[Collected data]
-- Begin --
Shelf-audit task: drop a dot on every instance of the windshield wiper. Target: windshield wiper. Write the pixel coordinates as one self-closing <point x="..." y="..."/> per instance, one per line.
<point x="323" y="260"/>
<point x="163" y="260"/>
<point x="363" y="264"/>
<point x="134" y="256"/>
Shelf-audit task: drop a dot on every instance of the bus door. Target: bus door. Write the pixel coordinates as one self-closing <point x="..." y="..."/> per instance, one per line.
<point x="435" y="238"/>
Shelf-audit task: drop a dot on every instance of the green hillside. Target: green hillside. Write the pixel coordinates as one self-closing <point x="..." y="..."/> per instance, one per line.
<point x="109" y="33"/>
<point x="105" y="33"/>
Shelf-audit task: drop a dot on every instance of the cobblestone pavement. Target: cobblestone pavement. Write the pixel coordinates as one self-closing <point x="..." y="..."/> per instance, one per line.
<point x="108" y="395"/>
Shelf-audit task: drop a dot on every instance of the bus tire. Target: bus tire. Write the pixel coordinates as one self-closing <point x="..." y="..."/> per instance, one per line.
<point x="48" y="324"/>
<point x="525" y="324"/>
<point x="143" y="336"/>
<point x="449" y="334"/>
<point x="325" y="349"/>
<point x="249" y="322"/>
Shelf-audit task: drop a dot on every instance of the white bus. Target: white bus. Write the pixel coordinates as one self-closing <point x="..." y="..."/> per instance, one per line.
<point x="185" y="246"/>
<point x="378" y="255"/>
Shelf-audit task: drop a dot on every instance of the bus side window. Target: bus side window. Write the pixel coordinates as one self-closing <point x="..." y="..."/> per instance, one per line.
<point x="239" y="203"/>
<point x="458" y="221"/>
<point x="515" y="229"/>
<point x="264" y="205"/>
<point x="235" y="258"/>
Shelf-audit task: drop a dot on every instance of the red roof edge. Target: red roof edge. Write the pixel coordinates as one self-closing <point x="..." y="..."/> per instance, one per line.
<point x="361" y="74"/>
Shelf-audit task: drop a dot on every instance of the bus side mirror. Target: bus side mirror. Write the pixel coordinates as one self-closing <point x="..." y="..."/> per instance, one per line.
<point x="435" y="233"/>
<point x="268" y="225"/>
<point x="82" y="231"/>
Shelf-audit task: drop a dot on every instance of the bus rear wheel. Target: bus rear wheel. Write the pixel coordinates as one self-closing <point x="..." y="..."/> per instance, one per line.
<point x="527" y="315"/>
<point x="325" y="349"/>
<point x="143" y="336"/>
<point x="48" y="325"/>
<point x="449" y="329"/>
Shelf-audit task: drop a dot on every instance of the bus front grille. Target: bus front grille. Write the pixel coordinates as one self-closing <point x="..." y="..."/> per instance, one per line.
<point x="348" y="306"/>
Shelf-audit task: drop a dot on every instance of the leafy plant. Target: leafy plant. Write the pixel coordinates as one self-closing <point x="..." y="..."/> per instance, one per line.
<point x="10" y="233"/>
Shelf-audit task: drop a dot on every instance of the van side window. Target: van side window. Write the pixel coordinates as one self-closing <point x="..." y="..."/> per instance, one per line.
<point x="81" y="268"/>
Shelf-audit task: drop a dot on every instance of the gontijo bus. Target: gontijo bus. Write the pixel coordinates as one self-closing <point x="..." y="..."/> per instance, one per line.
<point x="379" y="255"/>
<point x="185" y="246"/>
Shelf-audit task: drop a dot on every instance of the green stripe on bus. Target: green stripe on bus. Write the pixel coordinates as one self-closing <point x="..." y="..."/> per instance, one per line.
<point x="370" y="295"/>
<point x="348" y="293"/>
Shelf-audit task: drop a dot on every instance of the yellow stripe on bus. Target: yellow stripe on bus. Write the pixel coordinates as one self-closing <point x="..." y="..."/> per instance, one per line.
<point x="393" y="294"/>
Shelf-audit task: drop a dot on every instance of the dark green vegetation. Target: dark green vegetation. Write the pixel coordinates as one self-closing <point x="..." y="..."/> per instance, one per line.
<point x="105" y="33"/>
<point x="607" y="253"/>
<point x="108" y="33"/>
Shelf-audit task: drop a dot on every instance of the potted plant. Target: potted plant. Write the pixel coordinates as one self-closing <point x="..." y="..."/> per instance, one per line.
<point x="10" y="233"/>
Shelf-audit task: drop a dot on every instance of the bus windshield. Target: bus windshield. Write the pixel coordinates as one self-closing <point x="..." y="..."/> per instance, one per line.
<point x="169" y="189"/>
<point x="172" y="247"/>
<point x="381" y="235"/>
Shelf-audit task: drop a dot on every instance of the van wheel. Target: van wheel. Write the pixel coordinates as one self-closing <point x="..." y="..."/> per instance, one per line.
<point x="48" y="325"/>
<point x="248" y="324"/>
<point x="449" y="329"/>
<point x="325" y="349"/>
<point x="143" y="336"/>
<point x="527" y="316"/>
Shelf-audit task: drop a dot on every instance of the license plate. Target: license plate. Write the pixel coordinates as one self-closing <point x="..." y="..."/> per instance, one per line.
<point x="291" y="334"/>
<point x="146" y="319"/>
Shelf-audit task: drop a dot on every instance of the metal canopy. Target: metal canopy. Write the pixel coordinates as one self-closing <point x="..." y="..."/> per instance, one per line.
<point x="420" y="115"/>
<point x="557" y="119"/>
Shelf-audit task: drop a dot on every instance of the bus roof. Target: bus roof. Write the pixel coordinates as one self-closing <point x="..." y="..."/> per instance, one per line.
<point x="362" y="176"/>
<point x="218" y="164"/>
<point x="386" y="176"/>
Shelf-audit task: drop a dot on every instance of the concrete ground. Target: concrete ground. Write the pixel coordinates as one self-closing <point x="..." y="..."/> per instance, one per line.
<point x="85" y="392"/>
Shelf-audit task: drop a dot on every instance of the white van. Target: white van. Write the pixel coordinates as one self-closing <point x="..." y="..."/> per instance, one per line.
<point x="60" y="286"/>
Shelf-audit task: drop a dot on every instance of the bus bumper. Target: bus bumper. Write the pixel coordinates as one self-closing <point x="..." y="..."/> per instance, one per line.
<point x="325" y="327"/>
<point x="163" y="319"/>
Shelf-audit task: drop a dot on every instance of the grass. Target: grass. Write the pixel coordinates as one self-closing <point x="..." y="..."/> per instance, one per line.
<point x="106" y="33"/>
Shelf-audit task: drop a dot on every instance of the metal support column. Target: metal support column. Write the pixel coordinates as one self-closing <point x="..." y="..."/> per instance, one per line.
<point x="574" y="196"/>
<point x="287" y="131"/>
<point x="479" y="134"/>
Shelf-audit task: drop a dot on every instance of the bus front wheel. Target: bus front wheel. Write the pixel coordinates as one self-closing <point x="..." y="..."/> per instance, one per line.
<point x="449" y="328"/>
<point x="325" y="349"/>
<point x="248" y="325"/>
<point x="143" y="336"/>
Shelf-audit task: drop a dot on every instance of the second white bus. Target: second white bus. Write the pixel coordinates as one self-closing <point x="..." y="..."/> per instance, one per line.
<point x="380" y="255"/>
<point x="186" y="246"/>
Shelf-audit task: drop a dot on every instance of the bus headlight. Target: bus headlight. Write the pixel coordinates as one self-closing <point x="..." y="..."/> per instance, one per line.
-- End --
** WHAT YOU HAVE TO DO **
Write out exactly the lines starting with the one that holds "the metal support" and running through the last line above.

** RESPONSE **
Shelf-audit task: drop a dot on every instance of the metal support column. Target: metal support column. Write the pixel coordinates as one self-closing <point x="..." y="..."/> per instance, one per line.
<point x="574" y="196"/>
<point x="287" y="131"/>
<point x="479" y="134"/>
Shelf-audit task: drop a dot on every instance of the bus front wheel. Target: bus front wheel. Write the pixel coordinates as one self-closing <point x="..." y="..."/> per instance, one per line.
<point x="449" y="328"/>
<point x="325" y="349"/>
<point x="248" y="325"/>
<point x="143" y="336"/>
Shelf-audit task: drop a dot on every instance of the second white bus. Target: second white bus. Write the pixel coordinates as one self-closing <point x="..." y="..."/> per instance, one per line.
<point x="380" y="255"/>
<point x="186" y="246"/>
Shelf-audit task: drop a dot on every instance of the bus headlight. Target: bus headlight. Write the pixel coordinates as one self-closing <point x="..." y="..."/> per instance, one per line.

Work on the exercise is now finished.